= DIRECTION =
Reproduce as a numbered list the lines beginning with the one containing "Every instance of the rubber" and continuing through the one containing "Target: rubber plunger cup", omitting any blank lines.

──────── EXERCISE MATERIALS

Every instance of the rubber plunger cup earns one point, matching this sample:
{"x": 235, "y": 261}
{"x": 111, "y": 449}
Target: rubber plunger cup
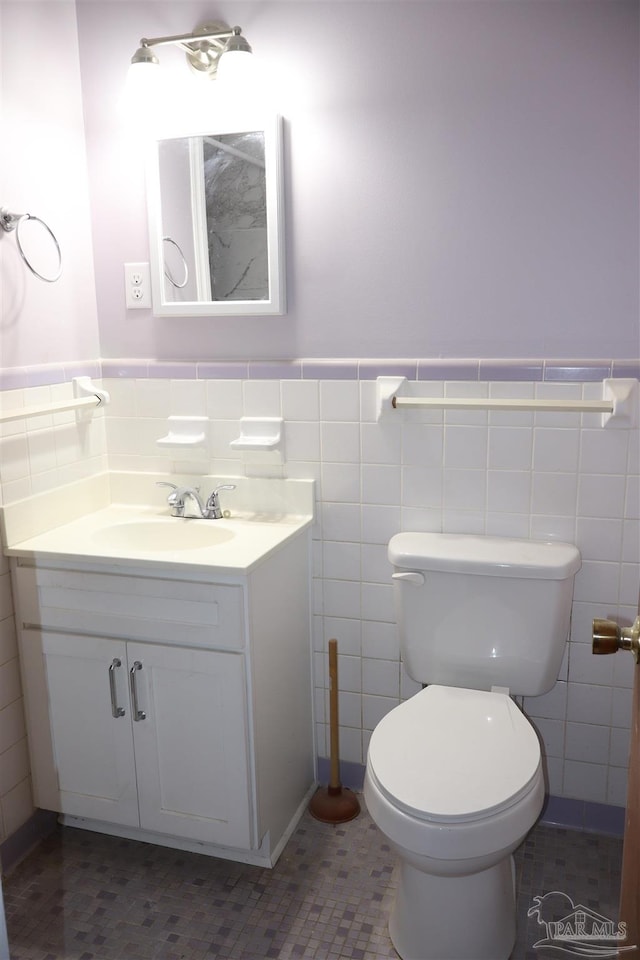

────────────────
──────── EXERCISE MATERIALS

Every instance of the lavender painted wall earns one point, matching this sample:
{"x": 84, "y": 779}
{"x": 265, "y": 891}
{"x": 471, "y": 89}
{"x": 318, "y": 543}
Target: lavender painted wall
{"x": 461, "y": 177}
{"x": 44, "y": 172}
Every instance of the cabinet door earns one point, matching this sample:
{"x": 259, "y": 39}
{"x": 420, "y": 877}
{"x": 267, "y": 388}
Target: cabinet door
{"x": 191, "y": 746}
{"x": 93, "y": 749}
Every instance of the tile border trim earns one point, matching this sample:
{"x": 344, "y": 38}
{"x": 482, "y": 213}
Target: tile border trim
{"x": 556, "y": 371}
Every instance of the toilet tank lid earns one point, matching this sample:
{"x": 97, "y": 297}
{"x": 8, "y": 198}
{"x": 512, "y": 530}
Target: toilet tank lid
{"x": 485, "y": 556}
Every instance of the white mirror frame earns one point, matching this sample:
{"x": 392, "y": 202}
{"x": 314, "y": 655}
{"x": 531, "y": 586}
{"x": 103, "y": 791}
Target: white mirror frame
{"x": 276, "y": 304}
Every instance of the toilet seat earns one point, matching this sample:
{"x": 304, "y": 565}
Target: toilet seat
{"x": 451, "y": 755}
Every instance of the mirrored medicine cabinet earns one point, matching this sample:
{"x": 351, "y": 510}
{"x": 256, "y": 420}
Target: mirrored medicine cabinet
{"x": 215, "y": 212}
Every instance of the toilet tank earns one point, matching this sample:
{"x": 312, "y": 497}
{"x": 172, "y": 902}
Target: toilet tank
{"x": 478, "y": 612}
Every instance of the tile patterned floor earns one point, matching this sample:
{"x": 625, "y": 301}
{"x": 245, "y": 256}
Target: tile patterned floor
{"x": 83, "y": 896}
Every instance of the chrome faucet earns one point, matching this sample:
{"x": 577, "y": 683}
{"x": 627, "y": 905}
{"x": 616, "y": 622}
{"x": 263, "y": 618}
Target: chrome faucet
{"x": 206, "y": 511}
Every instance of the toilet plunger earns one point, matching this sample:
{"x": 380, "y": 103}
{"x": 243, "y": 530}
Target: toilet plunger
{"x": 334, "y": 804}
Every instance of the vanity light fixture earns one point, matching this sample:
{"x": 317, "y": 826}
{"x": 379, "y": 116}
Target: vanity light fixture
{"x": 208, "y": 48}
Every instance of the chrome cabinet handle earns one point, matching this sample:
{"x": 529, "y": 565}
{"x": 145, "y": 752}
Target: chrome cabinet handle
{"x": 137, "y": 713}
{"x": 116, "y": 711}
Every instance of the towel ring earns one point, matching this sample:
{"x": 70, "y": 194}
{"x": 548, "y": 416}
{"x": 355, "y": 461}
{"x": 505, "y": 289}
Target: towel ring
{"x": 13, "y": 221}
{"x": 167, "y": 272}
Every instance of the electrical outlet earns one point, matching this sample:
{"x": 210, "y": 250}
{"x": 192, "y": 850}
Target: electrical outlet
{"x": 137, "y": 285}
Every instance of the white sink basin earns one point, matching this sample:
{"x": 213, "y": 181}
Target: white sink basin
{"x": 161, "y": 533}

────────────────
──────── EXERCISE MATERIALS

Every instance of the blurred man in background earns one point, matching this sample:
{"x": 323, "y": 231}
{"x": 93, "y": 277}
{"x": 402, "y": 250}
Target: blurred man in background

────────────────

= REPLY =
1. Every instance of the rubber plunger cup earns one point, matching this sample:
2. {"x": 235, "y": 261}
3. {"x": 111, "y": 449}
4. Target: rubber plunger cup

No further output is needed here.